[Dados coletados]
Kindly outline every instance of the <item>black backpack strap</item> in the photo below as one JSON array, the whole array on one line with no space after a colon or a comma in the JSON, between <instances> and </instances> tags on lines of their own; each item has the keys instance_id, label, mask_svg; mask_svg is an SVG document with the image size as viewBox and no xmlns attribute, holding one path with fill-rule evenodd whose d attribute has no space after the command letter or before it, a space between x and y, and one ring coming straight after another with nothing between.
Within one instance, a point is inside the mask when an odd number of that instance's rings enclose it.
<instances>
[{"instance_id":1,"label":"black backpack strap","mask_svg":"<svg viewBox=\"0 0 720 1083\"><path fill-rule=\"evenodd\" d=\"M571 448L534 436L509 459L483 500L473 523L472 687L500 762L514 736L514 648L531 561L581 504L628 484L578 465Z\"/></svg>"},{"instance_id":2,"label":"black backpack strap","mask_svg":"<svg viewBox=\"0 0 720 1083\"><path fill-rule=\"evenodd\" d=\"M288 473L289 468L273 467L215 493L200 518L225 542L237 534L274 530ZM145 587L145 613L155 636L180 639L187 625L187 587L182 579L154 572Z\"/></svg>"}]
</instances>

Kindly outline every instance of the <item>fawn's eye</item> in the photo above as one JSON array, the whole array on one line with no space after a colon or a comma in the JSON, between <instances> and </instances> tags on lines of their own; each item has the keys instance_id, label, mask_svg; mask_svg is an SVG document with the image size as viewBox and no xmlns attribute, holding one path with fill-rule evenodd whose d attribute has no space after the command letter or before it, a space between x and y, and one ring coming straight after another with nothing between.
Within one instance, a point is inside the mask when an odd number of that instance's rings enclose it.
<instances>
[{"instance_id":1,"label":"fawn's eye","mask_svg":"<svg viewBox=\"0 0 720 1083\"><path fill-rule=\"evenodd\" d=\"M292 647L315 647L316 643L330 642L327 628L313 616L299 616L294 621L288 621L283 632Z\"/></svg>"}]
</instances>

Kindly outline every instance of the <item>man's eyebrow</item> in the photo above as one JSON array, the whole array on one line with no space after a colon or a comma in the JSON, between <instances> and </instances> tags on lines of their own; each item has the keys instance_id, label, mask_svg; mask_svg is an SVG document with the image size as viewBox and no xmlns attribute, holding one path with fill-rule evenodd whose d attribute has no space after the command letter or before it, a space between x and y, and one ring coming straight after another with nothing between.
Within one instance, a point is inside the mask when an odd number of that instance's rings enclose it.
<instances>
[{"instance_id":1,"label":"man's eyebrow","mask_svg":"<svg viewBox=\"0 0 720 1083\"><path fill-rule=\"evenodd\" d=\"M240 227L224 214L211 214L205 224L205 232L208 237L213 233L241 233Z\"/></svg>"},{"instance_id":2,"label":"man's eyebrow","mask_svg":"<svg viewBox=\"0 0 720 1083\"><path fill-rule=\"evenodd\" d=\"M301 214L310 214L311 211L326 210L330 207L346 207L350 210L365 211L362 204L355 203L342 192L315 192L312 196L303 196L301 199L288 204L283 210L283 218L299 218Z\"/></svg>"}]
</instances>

■ Tarefa proposta
Transcreva sem nenhuma alteração as linhas que começam na que contém "Kindly outline every instance of the <item>man's" e seguem até a última linha, incluindo ambas.

■ Resposta escrita
Kindly outline every instance of the <item>man's eyebrow</item> in the photo above as one JSON array, the whole array on one line with no space after a colon or a comma in the JSON, between <instances> and </instances> tags on lines of their own; each item has the keys instance_id, label, mask_svg; mask_svg is an SVG document with the image size as viewBox and no xmlns attribute, holding one path with fill-rule evenodd whose d attribute has no space after the command letter or before it, a space between x and y, and one ring coming straight after another with nothing between.
Within one instance, a point is inside the mask when an odd number of that instance's rings enclose it.
<instances>
[{"instance_id":1,"label":"man's eyebrow","mask_svg":"<svg viewBox=\"0 0 720 1083\"><path fill-rule=\"evenodd\" d=\"M240 227L224 214L211 214L205 224L205 232L208 237L213 233L241 233Z\"/></svg>"},{"instance_id":2,"label":"man's eyebrow","mask_svg":"<svg viewBox=\"0 0 720 1083\"><path fill-rule=\"evenodd\" d=\"M301 214L310 214L311 211L326 210L330 207L346 207L350 210L365 211L362 204L355 203L342 192L315 192L312 196L303 196L301 199L288 204L283 210L283 218L299 218Z\"/></svg>"}]
</instances>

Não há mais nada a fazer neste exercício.